> **Problem set**
(a) In the app comparison, copy the passage from "First Wish ‑" to "items across devices." and change "admin dashboard" to "merchant dashboard".
(b) Answer these questions using the app comparison below.
(i) What does the First Wish admin dashboard give insights into?
(ii) In what situation does Ask to Buy reduce friction at checkout?
(iii) What is sharing in First Wish about?

> **Excerpted passage**
= = = =

This flow reduces friction for gift purchases, assisted sales, and situations with multiple decision-makers.

First Wish ‑ Wishlist & Boards

First Wish is centered on saving items for later and building curated "boards" or lists customers can share. It supports both anonymous visitors (with limits) and logged-in users with sync across devices. The app emphasizes social sharing (social media, messaging, email) and provides an admin dashboard for insights into wishlist activity and best-performing products.

Key user flows:

  • Visitor or registered customer clicks to add product to wishlist → items accumulate in wishlist/boards → user shares board link or posts to social channels.
  • Logged-in users can access sync’d items across devices.

This is the classic wishlist experience intended to increase future conversions by making it easier for customers to return to items they like.

Saving vs. Paying: Where each app helps conversion

Ask to Buy reduces friction at checkout when the payer is different from the shopper. That directly aids conversion because invitees arrive at a pre-filled checkout with fewer steps to complete payment. This can shorten the purchase path and reduce abandoned purchases due to payment/authorization issues.

First Wish increases the likelihood of a return visit and eventually a purchase by encouraging customers to save products for later. Its conversion influence depends on re-engagement tactics outside the app (email, on-site reminders, or integration with other retention tools). Without integrated incentives, wishlists alone can be a softer conversion driver.

Sharing and social features

  • Ask to Buy supports link and email sharing optimized for a checkout destination, and supports group sharing. The sharing action is transactional: it expects a payment to follow.
  • First Wish prioritizes social sharing and boards; sharing is about inspiration and discovery rather than immediate payment.

Choosing between the two depends on whether the priority is immediate purchase completion (Ask to Buy) or increasing product discovery and later purchase intent (First Wish).

= = = =

[Records]
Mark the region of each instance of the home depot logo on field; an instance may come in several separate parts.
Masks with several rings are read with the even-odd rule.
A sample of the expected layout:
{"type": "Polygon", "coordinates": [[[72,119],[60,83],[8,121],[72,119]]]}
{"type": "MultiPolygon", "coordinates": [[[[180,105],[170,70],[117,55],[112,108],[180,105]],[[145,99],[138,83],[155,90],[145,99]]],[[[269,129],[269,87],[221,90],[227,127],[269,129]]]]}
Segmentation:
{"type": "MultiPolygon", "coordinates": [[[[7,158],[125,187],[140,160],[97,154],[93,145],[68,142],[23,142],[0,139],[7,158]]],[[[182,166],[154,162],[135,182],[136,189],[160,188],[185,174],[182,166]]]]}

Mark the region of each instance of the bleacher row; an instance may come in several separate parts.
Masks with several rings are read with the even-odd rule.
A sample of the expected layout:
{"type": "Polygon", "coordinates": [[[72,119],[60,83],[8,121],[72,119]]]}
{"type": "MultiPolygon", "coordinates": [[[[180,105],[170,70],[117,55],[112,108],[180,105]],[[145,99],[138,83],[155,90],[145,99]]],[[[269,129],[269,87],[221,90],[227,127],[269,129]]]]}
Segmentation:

= = = =

> **Results for the exercise**
(a)
First Wish ‑ Wishlist & Boards

First Wish is centered on saving items for later and building curated "boards" or lists customers can share. It supports both anonymous visitors (with limits) and logged-in users with sync across devices. The app emphasizes social sharing (social media, messaging, email) and provides an merchant dashboard for insights into wishlist activity and best-performing products.

Key user flows:

  • Visitor or registered customer clicks to add product to wishlist → items accumulate in wishlist/boards → user shares board link or posts to social channels.
  • Logged-in users can access sync’d items across devices.

(b)
(i) Wishlist activity and best-performing products.
(ii) When the payer is different from the shopper.
(iii) Inspiration and discovery rather than immediate payment.